§ JOB A
Return every line in the records below that contains the word "moss", copying each line in full.

§ SELECTED PASSAGE
Chinese characters are generally logographs, but can be further categorized based on the manner of their creation or derivation. Some characters may be analysed structurally as compounds created from smaller components, while some are not decomposable in this way. A small number of characters originate as pictographs and ideographs, but the vast majority are what are called phono-semantic compounds, which involve an element of pronunciation in their meaning.

A traditional six-fold classification scheme was originally popularized in the 2nd century CE, and remained the dominant lens for analysis for almost two millennia, but with the benefit of a greater body of historical evidence, recent scholarship has variously challenged and discarded those categories. In older literature, Chinese characters are often referred to as "ideographs", inheriting a historical misconception of Egyptian hieroglyphs.

== Overview ==
Chinese characters have been used in several different writing systems throughout history. The concept of a writing system includes both the written symbols themselves, called graphemes—which may include characters, numerals, or punctuation—as well as the rules by which they are used to record language. Chinese characters are logographs, which are graphemes that represent units of meaning in a language. Specifically, characters represent the smallest units of meaning in a language, which are referred to as morphemes. Morphemes in Chinese—and therefore the characters used to write them—are nearly always a single syllable in length. In some special cases, characters may denote non-morphemic syllables as well; due to this, written Chinese is often characterised as morphosyllabic. (Note: According to Handel: "While monosyllabism generally trumps morphemicity—that is to say, a bisyllabic morpheme is nearly always written with two characters rather than one—there is an unmistakable tendency for script users to impose a morphemic identity on the linguistic units represented by these characters.") Logographs may be contrasted with letters in an alphabet, which generally represent phonemes, the distinct units of sound used by speakers of a language. Despite their origins in picture-writing, Chinese characters are no longer ideographs capable of representing ideas directly; their comprehension relies on the reader's knowledge of the particular language being written.

The areas where Chinese characters were historically used—sometimes collectively termed the Sinosphere—have a long tradition of lexicography attempting to explain and refine their use; for most of history, analysis revolved around a model first popularized in the 2nd-century Shuowen Jiezi dictionary. More recent models have analysed the methods used to create characters, how characters are structured, and how they function in a given writing system.

=== Structural analysis ===
Most characters can be analysed structurally as compounds made of smaller components, which are often independent characters in their own right, adjusted to occupy a given position in the compound. Components within a character may serve a specific function: phonetic components provide a hint for the character's pronunciation, and semantic components indicate some element of the character's meaning. Components that serve neither function may be classified as pure signs with no particular meaning, other than their presence distinguishing one character from another.

§ ENTRIES SHOWN
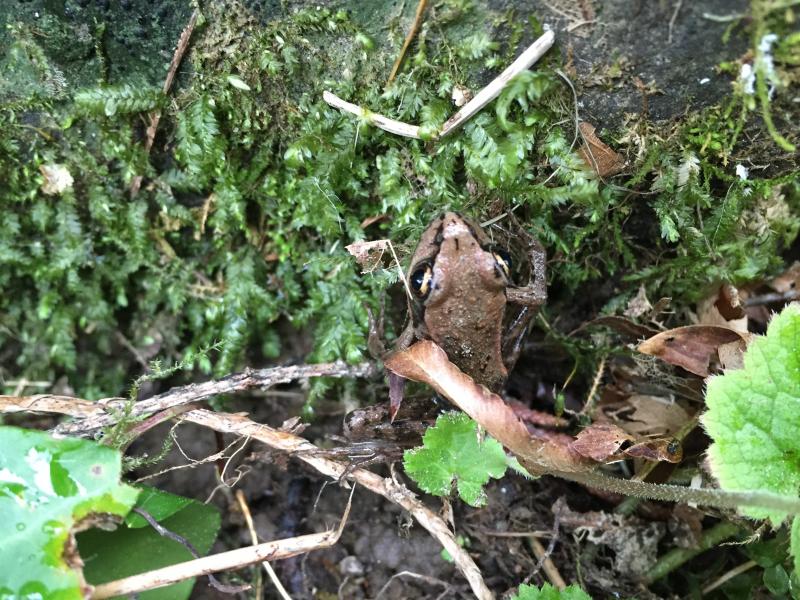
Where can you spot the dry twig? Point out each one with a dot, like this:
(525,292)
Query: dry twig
(409,38)
(155,116)
(304,450)
(102,413)
(533,53)
(224,561)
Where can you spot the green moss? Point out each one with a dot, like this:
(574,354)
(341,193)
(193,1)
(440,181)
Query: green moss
(250,195)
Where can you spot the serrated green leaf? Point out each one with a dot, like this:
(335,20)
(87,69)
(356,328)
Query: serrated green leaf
(753,416)
(548,592)
(111,555)
(48,485)
(451,453)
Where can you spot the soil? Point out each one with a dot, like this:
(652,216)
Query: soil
(628,60)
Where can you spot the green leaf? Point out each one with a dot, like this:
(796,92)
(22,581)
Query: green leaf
(159,505)
(754,415)
(46,487)
(548,592)
(129,550)
(451,452)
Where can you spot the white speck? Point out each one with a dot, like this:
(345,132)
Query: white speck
(742,172)
(7,476)
(748,79)
(40,465)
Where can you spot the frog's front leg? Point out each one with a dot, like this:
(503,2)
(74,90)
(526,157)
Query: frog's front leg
(535,293)
(530,298)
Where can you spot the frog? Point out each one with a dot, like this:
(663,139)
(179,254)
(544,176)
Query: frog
(463,297)
(462,286)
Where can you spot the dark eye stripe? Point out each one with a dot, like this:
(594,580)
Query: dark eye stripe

§ JOB B
From the text on Chinese characters above, copy the part that opens with the words containing "A traditional six-fold" and closes with "of Egyptian hieroglyphs.", keeping every word unchanged.

§ TASK RESPONSE A
Where can you spot the green moss? Point out each one with a dot, like this:
Query: green moss

§ TASK RESPONSE B
A traditional six-fold classification scheme was originally popularized in the 2nd century CE, and remained the dominant lens for analysis for almost two millennia, but with the benefit of a greater body of historical evidence, recent scholarship has variously challenged and discarded those categories. In older literature, Chinese characters are often referred to as "ideographs", inheriting a historical misconception of Egyptian hieroglyphs.